BEGIN Reading text
In my last post I introduced something known as the integrated Sachs-Wolfe (ISW) effect. You'll probably get more out of today's post if you've read that one. However, I've tried to make today's post as self-contained as possible, so don't fret if you're new to the blog or have forgotten things over the last six weeks.
Put most simply, the ISW effect is the very subtle heating and cooling of light as it travels through structures in the universe. In the standard model for the universe's history this ISW effect grows with time and is most significant when dark energy starts to dominate the universe late in its history. The effect occurs because the energy gained or lost by light as it climbs into or falls out of structures becomes smaller with time. Therefore light receives an overall change in energy when it travels through these structures.
END Reading text
BEGIN Dataset entries
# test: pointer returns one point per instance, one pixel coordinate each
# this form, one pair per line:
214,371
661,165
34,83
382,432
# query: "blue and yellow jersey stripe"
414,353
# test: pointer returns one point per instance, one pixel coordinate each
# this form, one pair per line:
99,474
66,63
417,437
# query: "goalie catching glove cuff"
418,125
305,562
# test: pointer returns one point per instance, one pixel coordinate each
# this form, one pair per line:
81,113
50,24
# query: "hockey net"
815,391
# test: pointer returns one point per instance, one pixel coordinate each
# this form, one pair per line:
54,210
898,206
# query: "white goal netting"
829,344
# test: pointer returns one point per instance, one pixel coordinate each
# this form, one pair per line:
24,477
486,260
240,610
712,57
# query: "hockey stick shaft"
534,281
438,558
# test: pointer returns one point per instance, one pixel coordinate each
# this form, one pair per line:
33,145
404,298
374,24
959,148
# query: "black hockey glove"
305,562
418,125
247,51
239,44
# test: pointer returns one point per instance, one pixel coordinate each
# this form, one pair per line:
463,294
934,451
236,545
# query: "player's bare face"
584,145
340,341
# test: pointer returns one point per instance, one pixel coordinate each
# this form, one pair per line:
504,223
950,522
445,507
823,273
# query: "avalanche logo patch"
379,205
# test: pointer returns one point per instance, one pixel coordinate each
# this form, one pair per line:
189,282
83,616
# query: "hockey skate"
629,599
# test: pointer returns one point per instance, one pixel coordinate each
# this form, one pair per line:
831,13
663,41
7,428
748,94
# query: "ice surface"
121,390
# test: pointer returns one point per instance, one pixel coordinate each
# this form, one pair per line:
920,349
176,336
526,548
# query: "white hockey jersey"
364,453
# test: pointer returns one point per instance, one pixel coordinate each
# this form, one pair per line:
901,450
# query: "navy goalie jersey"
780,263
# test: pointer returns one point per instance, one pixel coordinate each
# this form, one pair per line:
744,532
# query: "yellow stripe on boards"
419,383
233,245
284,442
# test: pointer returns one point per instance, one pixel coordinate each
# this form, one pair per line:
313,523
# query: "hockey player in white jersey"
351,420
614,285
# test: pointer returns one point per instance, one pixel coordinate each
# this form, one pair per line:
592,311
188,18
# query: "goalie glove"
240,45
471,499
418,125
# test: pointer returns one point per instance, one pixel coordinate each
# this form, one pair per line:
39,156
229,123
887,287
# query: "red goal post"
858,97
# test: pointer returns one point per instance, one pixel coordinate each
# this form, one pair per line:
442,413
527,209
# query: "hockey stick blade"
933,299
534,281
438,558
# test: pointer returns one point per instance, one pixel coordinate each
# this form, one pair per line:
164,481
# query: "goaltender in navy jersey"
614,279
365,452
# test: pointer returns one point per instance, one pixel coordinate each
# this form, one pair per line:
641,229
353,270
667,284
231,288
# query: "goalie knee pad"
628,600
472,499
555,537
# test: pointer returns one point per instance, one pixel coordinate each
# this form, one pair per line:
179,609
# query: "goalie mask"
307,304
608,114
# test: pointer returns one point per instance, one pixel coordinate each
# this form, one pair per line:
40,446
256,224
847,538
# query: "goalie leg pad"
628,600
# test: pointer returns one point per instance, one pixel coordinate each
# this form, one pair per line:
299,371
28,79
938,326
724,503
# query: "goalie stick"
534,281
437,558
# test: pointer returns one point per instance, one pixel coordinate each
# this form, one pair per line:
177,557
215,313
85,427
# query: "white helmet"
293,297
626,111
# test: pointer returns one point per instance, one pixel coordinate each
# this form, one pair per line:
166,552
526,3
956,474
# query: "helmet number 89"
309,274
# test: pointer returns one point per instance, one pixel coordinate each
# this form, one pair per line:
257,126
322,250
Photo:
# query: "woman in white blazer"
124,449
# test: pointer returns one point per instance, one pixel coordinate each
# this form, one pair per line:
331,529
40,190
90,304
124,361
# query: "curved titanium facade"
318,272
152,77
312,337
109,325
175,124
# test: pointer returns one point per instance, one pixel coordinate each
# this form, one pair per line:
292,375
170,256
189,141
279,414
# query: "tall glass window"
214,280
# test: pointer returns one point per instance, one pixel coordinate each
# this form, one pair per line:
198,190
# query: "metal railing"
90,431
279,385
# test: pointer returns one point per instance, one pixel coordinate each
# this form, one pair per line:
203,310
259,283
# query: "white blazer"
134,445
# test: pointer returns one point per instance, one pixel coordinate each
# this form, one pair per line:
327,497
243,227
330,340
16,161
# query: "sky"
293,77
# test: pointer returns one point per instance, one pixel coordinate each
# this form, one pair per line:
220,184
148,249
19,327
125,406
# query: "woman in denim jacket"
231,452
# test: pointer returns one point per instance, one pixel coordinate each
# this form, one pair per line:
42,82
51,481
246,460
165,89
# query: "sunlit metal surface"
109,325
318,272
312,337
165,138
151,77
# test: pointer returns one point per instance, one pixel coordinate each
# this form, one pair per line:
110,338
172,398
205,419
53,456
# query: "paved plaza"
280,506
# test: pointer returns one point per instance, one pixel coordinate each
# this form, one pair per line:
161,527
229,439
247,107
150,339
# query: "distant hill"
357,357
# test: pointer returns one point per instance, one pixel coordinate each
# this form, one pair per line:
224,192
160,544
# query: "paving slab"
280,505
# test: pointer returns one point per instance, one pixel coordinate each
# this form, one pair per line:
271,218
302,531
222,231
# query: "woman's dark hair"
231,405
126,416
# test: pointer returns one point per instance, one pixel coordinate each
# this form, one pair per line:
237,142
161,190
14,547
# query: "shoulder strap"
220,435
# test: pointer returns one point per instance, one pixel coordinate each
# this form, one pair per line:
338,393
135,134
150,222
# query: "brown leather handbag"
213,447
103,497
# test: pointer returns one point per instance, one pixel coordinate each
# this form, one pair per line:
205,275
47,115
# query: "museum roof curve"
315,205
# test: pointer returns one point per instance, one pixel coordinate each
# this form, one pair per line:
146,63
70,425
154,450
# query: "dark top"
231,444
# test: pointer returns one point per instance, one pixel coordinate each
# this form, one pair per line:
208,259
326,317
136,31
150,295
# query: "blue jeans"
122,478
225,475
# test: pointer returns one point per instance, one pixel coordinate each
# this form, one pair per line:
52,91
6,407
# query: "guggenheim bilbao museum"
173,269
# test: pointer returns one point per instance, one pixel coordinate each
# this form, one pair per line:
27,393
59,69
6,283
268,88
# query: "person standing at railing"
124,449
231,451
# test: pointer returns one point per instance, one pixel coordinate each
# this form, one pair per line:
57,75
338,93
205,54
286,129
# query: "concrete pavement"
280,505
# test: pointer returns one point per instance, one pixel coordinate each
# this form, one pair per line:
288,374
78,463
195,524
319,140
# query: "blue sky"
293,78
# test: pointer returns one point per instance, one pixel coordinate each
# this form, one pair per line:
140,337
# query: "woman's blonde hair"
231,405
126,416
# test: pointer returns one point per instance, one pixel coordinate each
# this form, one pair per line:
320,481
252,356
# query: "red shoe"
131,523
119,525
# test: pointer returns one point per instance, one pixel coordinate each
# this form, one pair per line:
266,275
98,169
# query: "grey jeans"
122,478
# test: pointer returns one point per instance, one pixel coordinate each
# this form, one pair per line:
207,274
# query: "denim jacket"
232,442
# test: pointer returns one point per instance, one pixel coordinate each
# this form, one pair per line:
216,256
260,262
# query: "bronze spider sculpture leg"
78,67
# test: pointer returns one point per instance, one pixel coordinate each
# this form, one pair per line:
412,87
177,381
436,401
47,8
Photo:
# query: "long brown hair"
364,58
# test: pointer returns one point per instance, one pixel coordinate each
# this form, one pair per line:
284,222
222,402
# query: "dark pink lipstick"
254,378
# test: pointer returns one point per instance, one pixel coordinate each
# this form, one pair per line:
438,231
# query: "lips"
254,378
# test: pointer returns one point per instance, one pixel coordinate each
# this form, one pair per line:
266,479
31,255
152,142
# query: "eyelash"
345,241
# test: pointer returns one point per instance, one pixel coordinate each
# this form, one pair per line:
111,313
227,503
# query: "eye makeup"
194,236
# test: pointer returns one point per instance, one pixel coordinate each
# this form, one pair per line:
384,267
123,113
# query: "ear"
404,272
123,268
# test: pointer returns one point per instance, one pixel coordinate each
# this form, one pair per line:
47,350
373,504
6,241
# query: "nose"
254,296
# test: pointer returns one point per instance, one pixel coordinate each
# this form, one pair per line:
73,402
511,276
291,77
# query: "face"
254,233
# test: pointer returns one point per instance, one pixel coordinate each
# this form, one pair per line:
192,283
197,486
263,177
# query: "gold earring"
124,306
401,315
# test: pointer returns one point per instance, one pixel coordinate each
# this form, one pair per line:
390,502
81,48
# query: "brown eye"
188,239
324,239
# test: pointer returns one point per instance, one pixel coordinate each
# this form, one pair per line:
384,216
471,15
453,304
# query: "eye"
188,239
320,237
END Dataset entries
BEGIN Dataset entries
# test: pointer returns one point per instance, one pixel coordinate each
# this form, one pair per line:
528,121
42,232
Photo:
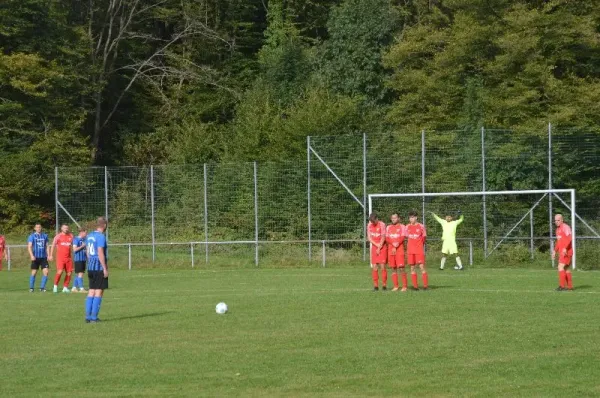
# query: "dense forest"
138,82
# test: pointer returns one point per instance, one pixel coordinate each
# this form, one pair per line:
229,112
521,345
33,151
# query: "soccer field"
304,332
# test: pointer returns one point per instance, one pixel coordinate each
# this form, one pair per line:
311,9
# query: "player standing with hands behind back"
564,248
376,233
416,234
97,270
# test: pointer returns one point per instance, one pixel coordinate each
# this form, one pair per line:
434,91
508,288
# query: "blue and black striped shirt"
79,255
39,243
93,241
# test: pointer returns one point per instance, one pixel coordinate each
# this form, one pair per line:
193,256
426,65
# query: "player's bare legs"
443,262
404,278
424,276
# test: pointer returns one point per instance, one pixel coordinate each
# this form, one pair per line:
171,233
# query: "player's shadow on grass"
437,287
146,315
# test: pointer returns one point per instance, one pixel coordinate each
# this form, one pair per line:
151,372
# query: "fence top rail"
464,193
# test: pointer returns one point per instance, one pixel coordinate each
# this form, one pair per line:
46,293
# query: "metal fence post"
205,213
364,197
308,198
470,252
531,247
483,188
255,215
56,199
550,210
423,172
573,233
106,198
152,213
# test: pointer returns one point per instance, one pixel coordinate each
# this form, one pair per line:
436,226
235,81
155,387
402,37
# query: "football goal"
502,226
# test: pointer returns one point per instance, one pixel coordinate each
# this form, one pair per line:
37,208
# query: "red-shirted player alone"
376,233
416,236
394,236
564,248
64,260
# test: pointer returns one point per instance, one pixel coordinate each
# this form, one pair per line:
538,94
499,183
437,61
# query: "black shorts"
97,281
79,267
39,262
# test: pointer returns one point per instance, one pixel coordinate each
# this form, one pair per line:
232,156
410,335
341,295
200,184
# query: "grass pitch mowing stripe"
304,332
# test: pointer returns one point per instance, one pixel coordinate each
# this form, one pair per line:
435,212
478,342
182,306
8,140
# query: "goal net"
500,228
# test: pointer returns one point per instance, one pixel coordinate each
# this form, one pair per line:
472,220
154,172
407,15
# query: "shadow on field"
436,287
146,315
END Dataset entries
BEGIN Dataset entries
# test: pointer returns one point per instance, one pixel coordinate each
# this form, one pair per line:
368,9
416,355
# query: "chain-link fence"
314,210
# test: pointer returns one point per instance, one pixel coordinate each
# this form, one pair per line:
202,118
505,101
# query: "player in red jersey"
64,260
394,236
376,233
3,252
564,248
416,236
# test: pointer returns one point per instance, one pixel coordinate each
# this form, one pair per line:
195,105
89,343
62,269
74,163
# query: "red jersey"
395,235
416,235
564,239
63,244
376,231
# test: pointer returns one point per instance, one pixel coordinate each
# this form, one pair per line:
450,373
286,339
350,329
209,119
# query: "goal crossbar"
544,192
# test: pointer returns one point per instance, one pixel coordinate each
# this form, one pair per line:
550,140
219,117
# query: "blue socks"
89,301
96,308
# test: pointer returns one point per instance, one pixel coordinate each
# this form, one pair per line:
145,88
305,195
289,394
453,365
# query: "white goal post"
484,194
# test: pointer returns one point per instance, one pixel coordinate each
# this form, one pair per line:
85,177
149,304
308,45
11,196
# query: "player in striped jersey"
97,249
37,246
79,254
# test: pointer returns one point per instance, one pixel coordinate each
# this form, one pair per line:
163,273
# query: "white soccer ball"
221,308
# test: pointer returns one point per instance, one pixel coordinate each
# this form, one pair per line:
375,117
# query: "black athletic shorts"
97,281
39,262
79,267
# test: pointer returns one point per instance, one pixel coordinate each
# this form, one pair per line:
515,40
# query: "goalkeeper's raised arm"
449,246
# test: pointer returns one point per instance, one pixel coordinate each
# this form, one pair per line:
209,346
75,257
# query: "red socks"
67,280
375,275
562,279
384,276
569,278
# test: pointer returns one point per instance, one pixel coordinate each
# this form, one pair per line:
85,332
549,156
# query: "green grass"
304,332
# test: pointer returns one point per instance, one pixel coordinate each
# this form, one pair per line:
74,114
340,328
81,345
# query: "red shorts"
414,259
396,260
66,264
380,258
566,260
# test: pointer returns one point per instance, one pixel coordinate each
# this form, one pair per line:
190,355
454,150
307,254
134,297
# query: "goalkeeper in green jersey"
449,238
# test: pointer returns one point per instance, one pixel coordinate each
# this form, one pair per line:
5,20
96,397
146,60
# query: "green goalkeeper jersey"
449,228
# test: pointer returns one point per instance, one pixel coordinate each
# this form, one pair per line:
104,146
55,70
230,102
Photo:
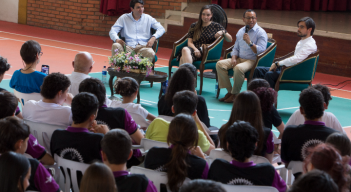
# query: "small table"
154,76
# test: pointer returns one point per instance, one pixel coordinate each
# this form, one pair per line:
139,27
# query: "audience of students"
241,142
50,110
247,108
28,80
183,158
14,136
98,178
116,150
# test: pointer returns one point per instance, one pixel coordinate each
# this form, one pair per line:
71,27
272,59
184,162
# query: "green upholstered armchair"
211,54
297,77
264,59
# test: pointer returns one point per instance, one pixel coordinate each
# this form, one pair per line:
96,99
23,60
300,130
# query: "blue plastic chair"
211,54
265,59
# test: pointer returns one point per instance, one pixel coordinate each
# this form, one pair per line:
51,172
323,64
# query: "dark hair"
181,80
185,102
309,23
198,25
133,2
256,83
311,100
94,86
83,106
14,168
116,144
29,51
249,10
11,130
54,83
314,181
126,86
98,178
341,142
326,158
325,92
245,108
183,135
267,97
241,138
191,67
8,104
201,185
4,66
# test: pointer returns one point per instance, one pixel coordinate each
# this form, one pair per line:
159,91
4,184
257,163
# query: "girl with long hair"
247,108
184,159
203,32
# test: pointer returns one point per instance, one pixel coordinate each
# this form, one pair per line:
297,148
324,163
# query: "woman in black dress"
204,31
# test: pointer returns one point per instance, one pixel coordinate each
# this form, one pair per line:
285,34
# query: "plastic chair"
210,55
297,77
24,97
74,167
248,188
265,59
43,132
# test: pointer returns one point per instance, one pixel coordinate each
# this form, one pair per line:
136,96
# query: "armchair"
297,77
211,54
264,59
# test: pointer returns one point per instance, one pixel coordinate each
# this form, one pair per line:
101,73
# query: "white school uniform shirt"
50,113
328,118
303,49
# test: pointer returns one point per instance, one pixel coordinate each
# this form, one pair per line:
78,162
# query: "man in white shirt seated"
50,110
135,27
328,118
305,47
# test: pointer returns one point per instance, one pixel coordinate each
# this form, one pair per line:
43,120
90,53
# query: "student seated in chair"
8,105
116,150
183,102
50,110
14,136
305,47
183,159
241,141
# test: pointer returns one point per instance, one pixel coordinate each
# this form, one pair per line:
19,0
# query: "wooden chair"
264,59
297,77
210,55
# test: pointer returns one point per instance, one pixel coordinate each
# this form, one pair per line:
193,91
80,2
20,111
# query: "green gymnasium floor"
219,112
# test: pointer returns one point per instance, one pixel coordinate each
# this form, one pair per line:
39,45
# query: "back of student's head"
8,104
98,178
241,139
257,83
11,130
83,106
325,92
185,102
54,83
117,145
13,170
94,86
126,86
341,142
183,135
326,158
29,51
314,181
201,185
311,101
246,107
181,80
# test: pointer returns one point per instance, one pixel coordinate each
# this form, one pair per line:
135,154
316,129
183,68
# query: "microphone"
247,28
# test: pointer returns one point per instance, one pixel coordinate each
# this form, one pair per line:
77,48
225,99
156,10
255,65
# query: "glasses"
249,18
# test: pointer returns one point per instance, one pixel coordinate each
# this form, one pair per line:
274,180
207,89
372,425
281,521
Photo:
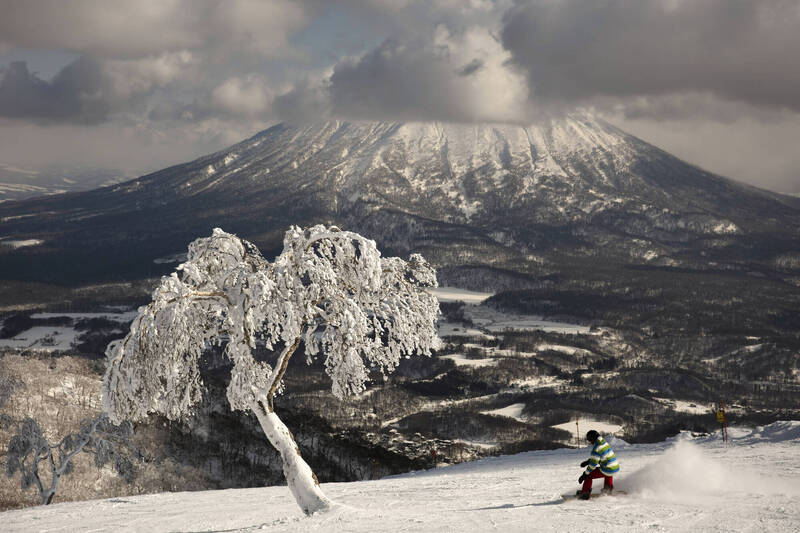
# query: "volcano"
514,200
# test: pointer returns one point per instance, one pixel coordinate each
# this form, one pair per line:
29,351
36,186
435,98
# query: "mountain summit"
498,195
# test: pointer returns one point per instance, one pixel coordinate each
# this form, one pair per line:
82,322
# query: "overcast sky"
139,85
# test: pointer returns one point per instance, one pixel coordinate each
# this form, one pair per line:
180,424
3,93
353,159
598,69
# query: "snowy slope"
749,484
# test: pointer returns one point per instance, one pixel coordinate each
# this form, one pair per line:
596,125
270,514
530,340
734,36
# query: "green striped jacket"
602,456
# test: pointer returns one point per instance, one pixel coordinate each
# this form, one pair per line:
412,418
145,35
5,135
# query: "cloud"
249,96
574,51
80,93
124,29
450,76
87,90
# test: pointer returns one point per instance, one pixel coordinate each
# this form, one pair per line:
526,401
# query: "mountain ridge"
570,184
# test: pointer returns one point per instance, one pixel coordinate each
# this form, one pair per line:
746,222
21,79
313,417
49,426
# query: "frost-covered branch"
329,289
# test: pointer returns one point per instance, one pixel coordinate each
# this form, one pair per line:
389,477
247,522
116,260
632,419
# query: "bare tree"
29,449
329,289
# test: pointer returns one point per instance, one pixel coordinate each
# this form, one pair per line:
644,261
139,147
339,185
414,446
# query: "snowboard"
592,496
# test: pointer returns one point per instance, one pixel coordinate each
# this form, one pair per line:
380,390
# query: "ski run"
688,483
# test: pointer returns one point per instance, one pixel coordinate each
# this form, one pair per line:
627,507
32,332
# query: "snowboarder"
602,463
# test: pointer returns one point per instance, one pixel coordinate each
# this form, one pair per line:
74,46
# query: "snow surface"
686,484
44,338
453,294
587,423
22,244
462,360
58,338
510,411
END Dataset entries
__Task 1__: Pull out every line of the entries that contains the string "back", matching case exactly.
__Task 2__: Carry on the post about the integrated Sachs-Wolfe effect, picking up right after its last sentence.
The post and the entries come from unrelated sources.

__Exercise result 1__:
# query: "player standing with hands behind back"
# query: "back of student's head"

__Exercise result 2__:
Unfortunately, the ISW effect is tiny. It will happen to any light travelling anywhere through the universe, but it is really, really tiny. This means that, for almost every light source in the universe (galaxies, stars, supernovae, etc), we just don't know the initial light source well enough to be able to tell if it has changed by the tiny amount we expect from the ISW effect. But, there is one source for which we have a very clear, very precise prediction. This is the cosmic microwave background, or CMB (note: I introduced the CMB in this post). As regular readers of the blog might be starting to appreciate, the CMB is more or less every cosmologist's favourite data source.
Unfortunately even the CMB has tiny fluctuations in it. These arise because the source of the CMB, a plasma of hydrogen that once permeated the entire universe, was not uniform (I explained the shape of the fluctuations in the CMB in an earlier post). And, most unfortunately, even these tiny fluctuations, fluctuations so small that Nobel prizes were awarded for their detection, are
Alas! So it seems that we can't even see the ISW effect in the CMB?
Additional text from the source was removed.